Look at file name and any attributes. There's not nearly enough information to detect even 20% of naughty images, but a simple keyword blacklist would at least detect images with descriptive labels or metadata. 20 minutes of coding for a 20% success rate isn't a bad deal, especially as a prescreen that can at least catch some simple ones before you pass the rest to a moderator for judging.

The other useful trick is the opposite of course, maintain a whitelist of image sources to allow without moderation or checking. If most of your images come from known safe uploaders or sources, you can just accept them bindly.

SPWorley
+3  A: 

Add an offensive link and store the md5 (or other hash) of the offending image so that it can automatically tagged in the future.

How cool would it be if somebody had a large public database of image md5 along with descriptive tags running as a webservice? Alot of porn isn't original work (in that the person who has it now, didn't probably make it) and the popular images tend to float around different places, so this could really make a difference.

**EXERCISE DIRECTIONS**
Continue the forum discussion about catching offensive uploaded images, picking up right after its last sentence.

**STORED DATA**

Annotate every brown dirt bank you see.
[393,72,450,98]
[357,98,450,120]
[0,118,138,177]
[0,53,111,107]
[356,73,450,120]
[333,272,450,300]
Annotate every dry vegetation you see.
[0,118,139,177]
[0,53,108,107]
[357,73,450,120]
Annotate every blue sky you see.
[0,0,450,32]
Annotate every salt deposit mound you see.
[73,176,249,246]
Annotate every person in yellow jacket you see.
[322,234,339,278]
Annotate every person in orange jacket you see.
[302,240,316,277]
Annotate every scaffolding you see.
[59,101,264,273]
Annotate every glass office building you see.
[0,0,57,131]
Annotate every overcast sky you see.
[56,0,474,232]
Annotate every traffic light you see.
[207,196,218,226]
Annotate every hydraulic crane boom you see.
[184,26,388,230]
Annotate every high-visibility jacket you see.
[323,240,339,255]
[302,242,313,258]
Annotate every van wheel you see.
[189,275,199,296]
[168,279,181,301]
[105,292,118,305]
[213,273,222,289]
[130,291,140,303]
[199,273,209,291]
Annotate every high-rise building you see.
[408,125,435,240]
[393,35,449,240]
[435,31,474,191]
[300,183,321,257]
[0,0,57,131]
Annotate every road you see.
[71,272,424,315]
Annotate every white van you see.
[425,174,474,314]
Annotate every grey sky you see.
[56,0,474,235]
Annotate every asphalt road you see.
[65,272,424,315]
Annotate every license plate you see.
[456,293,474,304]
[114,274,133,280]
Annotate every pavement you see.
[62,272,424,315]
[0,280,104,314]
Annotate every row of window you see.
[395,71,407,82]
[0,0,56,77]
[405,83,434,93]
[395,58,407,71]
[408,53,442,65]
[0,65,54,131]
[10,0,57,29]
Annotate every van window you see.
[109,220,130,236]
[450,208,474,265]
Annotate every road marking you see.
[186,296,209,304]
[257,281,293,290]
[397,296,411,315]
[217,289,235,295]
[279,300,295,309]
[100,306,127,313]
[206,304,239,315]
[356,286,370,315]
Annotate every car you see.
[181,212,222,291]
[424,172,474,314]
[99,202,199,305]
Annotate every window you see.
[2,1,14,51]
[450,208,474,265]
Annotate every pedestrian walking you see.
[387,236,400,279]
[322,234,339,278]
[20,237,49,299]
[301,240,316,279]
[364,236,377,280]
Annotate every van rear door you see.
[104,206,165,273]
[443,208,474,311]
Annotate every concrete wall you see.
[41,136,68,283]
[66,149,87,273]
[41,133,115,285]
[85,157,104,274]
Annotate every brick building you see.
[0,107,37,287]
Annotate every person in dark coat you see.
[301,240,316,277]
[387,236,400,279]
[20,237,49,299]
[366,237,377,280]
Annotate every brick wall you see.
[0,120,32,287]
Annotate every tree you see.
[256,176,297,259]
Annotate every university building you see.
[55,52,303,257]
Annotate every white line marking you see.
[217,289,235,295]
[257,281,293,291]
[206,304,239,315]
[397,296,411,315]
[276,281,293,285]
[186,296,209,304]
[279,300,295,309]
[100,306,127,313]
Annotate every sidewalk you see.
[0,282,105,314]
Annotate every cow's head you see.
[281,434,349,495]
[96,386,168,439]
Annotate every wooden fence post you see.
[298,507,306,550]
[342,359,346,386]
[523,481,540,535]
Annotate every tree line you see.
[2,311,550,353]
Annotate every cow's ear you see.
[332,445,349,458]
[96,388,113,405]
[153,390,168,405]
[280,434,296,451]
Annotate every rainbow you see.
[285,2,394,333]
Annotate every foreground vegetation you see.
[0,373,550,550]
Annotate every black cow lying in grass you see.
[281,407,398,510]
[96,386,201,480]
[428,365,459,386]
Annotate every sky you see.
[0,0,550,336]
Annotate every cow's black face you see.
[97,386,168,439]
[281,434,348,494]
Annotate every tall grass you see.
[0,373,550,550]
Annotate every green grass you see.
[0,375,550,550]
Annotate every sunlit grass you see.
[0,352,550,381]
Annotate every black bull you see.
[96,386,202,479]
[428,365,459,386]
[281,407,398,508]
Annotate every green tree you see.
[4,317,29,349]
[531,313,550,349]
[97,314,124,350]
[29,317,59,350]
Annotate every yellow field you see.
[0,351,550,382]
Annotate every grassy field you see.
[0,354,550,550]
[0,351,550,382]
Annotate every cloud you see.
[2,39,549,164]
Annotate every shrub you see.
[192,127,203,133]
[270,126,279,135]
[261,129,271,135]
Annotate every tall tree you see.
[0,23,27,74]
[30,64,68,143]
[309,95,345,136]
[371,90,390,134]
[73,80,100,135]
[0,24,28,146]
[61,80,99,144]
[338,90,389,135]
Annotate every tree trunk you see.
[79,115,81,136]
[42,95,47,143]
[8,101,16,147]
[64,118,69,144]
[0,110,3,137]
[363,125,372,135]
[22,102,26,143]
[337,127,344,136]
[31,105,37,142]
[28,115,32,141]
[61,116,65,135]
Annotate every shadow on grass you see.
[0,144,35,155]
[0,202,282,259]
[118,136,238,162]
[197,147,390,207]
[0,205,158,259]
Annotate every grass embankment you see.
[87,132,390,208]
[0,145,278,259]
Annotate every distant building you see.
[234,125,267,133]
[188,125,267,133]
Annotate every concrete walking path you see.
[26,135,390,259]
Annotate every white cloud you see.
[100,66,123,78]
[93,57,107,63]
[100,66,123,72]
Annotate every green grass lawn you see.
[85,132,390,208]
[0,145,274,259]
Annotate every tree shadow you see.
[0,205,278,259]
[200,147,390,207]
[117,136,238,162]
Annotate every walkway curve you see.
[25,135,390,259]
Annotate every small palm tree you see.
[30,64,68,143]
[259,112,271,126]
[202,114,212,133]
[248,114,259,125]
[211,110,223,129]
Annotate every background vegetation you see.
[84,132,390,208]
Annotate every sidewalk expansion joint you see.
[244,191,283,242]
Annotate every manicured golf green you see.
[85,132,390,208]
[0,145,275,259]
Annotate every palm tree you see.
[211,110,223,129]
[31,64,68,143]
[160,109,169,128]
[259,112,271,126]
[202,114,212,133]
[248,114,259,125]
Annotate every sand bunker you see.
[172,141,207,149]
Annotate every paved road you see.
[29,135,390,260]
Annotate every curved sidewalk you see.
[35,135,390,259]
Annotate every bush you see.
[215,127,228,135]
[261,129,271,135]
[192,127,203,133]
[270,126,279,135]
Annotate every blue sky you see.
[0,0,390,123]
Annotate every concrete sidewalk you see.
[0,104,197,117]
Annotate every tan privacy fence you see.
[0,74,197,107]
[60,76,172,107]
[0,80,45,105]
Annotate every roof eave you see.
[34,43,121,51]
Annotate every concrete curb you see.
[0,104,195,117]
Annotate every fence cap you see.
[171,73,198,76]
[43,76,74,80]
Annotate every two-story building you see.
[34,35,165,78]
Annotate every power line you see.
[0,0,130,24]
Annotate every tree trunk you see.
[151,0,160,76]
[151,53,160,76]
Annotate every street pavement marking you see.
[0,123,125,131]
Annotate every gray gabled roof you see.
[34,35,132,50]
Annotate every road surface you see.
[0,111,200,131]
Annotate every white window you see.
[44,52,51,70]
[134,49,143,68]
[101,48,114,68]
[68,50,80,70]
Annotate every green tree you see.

**FINAL RESULT**
rfusca
I doubt it. There is SO much porn out there (and tons more generated by the day) that your odds of seeing the same picture twice are (IMHO) rather close to zero.
Vilx-
Think about how often tub girl showed up all over for awhile. It would have gotten flagged once and then everybody else could have avoided it.
rfusca
unless it were cropped, resized, or just opened and saved again before being uploaded..
Blorgbeard
Ya, I thought about that :( eh, it was a thought.
rfusca
Better than md5, licence idée's TinEye.
Tobu
@rfusca: Damn you for mentioning tub girl, that's just sick and now I won't be able to sleep.
Alix Axel
A: 

Two options I can think of (though neither of them is programatically detecting porn):

  1. Block all uploaded images until one of your administrators has looked at them. There's no reason why this should take a long time: you could write some software that shows 10 images a second, almost as a movie - even at this speed, it's easy for a human being to spot a potentially pornographic image. Then you rewind in this software and have a closer look.
  2. Add the usual "flag this image as inappropriate" option.
Rich
+10  A: 

This is actually reasonably easy. You can programatically detect skin tones - and porn images tend to have a lot of skin. This will create false positives but if this is a problem you can pass images so detected through actual moderation. This not only greatly reduces the the work for moderators but also gives you lots of free porn. It's win-win.

SpliFF
Yeah! Body Painting Porn fans surely agree! :)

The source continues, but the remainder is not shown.